Location identification items
════════════════

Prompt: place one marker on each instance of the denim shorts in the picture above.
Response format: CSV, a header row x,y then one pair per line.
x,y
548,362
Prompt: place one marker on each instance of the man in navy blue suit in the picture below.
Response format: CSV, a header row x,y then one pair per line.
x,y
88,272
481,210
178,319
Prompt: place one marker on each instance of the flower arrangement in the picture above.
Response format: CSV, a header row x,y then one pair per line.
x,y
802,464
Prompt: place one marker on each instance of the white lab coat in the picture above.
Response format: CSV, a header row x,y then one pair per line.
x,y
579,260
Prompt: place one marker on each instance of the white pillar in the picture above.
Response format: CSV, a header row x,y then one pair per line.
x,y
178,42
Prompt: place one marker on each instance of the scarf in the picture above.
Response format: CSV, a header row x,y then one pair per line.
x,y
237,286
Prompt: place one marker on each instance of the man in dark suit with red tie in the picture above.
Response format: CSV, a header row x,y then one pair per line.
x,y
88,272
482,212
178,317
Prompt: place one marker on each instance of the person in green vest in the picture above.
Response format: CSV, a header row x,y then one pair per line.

════════════════

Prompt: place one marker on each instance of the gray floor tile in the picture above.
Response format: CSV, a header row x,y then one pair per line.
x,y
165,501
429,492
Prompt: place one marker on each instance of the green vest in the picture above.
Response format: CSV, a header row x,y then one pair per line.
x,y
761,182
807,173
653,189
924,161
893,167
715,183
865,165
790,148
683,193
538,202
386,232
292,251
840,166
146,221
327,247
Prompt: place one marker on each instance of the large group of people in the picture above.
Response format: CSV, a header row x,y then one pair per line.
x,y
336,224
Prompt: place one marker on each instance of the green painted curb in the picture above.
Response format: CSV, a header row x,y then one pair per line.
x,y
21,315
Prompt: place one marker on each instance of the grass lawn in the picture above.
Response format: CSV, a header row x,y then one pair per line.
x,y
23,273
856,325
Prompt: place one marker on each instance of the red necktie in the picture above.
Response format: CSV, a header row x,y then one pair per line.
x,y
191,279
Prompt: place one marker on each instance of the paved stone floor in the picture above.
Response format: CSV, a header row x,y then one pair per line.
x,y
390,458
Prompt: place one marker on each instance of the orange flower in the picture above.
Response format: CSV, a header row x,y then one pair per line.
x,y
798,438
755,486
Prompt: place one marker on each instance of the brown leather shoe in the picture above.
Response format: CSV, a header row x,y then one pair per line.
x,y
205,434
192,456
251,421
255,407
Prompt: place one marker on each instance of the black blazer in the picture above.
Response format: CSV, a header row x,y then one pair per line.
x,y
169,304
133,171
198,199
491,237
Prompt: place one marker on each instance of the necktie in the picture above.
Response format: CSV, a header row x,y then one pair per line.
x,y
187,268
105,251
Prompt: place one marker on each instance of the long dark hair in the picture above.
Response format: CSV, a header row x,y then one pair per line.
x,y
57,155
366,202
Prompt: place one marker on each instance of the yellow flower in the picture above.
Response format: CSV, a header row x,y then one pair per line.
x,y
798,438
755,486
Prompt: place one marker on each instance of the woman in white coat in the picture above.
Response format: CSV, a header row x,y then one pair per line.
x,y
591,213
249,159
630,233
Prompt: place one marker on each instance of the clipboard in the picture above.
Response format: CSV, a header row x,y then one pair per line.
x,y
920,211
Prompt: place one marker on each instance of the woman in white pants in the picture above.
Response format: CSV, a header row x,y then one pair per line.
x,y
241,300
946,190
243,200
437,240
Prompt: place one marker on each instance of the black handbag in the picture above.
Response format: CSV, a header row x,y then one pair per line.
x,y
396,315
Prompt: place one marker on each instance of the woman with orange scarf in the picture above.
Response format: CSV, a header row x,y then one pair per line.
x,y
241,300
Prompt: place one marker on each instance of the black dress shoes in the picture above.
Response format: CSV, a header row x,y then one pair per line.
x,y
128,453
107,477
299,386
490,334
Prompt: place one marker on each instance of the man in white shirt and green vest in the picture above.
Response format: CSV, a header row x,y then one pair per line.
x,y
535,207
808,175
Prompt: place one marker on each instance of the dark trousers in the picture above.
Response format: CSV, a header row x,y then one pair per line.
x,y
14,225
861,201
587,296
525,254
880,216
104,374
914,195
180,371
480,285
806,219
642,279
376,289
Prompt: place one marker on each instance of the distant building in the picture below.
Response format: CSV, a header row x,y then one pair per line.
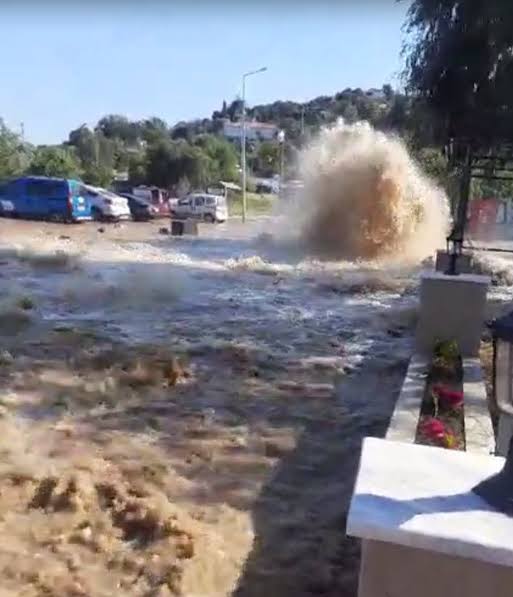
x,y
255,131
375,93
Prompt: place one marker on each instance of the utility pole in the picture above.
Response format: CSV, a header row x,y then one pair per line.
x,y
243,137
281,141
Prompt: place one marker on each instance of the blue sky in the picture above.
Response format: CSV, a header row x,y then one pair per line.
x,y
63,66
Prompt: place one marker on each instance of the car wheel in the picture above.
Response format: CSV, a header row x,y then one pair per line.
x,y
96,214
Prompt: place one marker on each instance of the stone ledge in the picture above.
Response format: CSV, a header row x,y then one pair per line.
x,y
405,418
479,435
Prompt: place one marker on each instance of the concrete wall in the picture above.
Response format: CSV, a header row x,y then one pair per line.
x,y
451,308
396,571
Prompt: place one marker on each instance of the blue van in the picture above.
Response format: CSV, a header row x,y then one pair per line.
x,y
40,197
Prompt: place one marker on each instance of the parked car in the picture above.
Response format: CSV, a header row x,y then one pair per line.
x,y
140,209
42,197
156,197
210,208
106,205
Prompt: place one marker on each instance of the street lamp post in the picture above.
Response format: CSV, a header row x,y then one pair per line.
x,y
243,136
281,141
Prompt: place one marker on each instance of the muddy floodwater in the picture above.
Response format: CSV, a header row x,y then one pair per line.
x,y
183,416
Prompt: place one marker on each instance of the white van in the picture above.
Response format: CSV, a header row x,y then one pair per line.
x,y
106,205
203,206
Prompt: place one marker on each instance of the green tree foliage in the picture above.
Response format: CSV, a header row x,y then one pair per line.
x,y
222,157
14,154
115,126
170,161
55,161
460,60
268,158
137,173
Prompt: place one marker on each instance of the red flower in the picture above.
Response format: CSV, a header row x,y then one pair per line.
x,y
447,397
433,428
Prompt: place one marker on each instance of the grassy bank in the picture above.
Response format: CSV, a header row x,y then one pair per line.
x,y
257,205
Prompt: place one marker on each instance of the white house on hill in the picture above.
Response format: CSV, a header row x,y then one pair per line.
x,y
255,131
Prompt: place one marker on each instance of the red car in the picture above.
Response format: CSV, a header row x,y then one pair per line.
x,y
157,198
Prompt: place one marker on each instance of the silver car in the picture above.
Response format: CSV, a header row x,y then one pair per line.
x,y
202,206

════════════════

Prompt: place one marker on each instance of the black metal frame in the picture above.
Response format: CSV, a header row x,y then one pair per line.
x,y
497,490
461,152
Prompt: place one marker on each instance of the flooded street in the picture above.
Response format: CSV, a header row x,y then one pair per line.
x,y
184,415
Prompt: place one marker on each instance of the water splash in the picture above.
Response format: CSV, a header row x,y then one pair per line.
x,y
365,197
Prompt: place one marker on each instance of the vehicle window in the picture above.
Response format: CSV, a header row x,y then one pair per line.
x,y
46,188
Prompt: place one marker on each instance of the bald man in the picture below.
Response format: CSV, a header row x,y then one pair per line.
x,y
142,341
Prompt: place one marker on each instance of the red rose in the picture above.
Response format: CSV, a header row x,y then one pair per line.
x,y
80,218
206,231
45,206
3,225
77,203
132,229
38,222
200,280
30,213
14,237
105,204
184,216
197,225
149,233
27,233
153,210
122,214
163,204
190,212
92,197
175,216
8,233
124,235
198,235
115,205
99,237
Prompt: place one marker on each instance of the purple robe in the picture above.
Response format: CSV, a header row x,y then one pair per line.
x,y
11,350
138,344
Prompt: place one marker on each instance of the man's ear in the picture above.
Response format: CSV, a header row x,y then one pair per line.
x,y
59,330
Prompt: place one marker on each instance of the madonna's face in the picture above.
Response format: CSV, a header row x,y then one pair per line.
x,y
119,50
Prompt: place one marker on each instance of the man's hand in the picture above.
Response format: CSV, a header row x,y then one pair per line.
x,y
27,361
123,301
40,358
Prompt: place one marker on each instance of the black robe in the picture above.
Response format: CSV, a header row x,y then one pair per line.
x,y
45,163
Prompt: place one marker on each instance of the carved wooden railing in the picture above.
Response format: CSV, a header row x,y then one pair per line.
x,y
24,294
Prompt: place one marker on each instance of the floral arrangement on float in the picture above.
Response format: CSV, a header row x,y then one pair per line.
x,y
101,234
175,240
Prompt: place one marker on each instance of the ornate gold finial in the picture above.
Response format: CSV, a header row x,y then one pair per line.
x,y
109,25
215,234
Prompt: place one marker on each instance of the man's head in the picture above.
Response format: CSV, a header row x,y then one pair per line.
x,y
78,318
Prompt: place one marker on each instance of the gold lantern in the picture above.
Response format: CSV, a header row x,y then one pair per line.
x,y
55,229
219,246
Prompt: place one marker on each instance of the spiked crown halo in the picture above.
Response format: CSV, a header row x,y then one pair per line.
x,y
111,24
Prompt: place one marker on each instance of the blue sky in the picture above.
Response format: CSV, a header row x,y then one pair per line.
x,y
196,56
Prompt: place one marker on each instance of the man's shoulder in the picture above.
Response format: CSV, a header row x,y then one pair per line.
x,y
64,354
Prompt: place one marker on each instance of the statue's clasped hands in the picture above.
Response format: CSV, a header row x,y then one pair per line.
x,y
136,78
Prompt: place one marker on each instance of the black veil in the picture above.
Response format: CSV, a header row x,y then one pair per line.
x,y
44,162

════════════════

WHAT TO WORK ON:
State how many lines of the listing above contain the string "scarf", treating uppercase and lowercase as different, and give only the number.

SOLUTION TO THIS TASK:
2